▶ Job 1: In the interview excerpt, list every person Taylor Lorenz mentions by name.

▶ Selected passage:
Taylor Lorenz [00:19:01] I think it's about cultural capital and power. Like we've seen, you know, with these billionaires, especially the tech billionaires, they're not just content to be rich people working behind the scenes. I think even Musk has really also sort of pioneered this idea of the CEO influencer, right. Where he has enormous amount of power and wealth. And yes, he can get lower taxes right, by kissing up to Trump. But it's also about building his own personal brand and his own platform to challenge the media, to attack his enemies, to push his political beliefs, whatever. Right. And so I think that that's what you're seeing from these tech CEOs. I mean, you're seeing it with Mark Zuckerberg, too, right? And these other CEOs, Sam Altman, they're seeking to leverage online attention for themselves as well, to push their own narratives.
Vass Bednar [00:19:49] And with attention in mind. Was it a Nazi salute? What did you think about that?

▶ Data for this task:
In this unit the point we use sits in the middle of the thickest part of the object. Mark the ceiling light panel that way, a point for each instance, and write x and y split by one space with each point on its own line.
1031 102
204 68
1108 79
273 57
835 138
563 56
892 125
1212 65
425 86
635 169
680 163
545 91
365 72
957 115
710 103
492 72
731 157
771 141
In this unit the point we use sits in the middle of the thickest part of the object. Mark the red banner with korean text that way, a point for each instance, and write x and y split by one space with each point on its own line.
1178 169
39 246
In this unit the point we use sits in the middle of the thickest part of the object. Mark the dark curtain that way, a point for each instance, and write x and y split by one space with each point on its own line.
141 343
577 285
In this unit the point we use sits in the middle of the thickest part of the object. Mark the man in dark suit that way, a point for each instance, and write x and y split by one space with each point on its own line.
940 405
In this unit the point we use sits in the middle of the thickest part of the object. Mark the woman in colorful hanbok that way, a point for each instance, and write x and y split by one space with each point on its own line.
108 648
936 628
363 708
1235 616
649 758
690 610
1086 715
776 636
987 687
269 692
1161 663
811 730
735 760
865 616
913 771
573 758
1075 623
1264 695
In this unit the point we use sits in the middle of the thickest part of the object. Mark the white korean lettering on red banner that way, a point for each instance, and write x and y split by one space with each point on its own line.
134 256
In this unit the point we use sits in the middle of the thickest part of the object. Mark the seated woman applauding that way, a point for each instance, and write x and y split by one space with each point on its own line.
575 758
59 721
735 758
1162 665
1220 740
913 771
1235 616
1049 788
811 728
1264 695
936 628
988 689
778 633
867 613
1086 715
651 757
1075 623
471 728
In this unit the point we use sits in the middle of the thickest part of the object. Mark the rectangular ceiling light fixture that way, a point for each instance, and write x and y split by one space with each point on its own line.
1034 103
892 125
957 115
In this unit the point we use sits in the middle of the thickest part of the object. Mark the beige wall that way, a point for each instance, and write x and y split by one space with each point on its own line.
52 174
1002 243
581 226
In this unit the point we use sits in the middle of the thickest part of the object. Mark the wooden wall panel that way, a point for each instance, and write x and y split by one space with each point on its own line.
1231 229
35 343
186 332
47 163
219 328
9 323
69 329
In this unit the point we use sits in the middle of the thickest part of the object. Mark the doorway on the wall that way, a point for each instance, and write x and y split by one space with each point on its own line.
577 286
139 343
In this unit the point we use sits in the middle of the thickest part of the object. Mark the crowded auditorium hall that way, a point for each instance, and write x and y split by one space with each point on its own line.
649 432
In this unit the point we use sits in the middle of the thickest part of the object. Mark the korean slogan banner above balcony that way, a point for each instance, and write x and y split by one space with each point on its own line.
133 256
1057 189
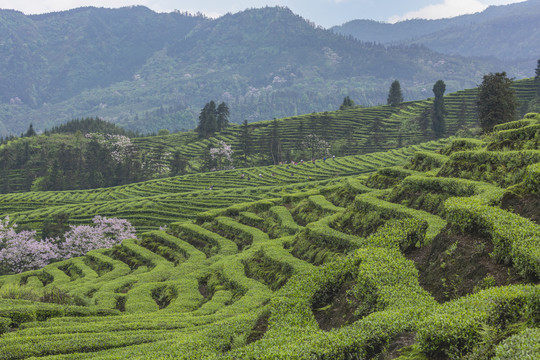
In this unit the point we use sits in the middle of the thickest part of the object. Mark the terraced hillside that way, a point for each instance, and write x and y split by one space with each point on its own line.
151 204
337 267
393 128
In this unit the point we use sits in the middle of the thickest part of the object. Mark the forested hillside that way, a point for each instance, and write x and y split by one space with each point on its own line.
424 252
147 71
504 32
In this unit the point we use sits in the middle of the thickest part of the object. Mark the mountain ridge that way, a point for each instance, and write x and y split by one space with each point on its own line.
91 62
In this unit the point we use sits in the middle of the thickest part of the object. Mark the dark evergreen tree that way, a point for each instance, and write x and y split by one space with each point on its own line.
496 101
245 141
222 116
275 142
30 131
207 120
395 95
208 162
439 109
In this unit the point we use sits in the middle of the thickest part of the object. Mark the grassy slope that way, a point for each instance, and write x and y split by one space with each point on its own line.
259 279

▶ Job 2: Identify every line in the rows above that contains the word "rectangular". Case counts.

▶ Complete response 1:
Musk
Trump
Mark Zuckerberg
Sam Altman

▶ Complete response 2:
In this unit the point we use sits in the middle of the thickest part of the object. Mark the rectangular ceiling light fixture that way, a point for each instance, and write x and y split by one space with each point on its own line.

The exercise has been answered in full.